Exercise brief -> Locate every line below that contains the string "carrot" and copy each such line in full. Matching is case-sensitive.

Records to use ->

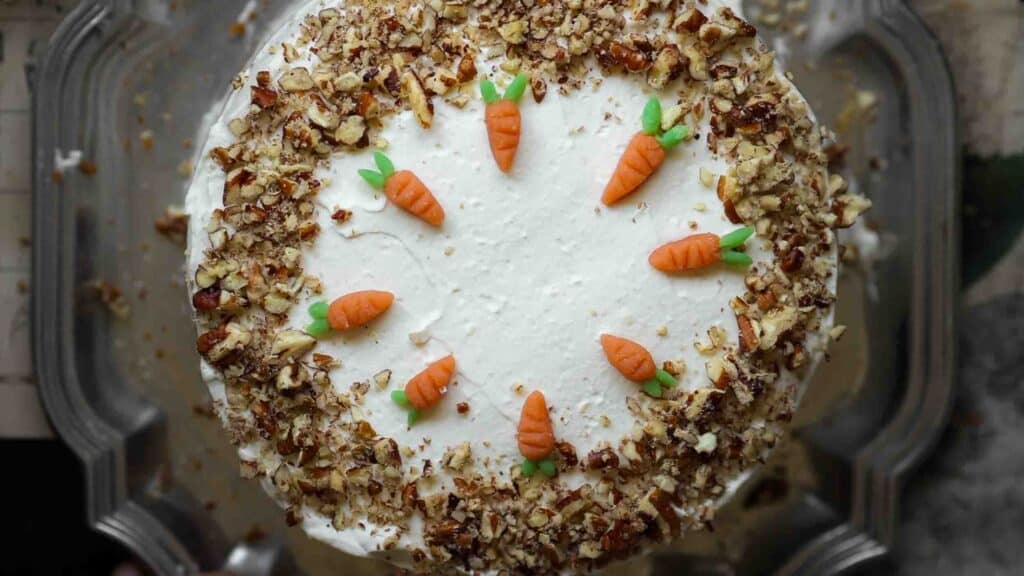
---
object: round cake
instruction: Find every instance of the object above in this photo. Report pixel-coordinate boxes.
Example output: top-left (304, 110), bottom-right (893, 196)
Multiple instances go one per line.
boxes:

---

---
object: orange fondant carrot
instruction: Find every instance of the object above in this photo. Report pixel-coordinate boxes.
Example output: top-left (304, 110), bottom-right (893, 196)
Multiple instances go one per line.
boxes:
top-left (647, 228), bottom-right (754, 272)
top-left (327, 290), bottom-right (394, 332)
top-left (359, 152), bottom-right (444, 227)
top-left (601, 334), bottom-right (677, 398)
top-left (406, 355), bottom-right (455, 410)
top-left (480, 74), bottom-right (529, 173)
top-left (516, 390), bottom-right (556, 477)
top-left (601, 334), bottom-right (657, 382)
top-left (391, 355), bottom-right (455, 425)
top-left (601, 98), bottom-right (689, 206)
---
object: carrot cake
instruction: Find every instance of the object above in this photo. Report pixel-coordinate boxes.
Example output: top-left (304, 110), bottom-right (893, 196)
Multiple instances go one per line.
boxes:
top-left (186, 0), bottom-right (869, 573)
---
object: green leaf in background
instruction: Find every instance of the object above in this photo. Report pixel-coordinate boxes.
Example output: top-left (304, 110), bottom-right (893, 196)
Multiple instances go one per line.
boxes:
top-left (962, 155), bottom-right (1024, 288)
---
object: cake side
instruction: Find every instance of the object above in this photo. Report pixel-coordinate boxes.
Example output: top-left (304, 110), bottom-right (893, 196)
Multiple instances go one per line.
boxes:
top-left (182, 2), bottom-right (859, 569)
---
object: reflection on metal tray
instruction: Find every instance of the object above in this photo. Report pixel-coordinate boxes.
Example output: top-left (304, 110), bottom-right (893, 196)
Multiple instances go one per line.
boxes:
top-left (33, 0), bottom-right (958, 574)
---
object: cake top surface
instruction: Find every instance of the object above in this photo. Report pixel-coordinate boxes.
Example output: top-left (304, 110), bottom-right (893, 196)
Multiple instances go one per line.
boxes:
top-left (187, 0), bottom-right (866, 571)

The output ->
object: orange fondant carrot
object: carrot cake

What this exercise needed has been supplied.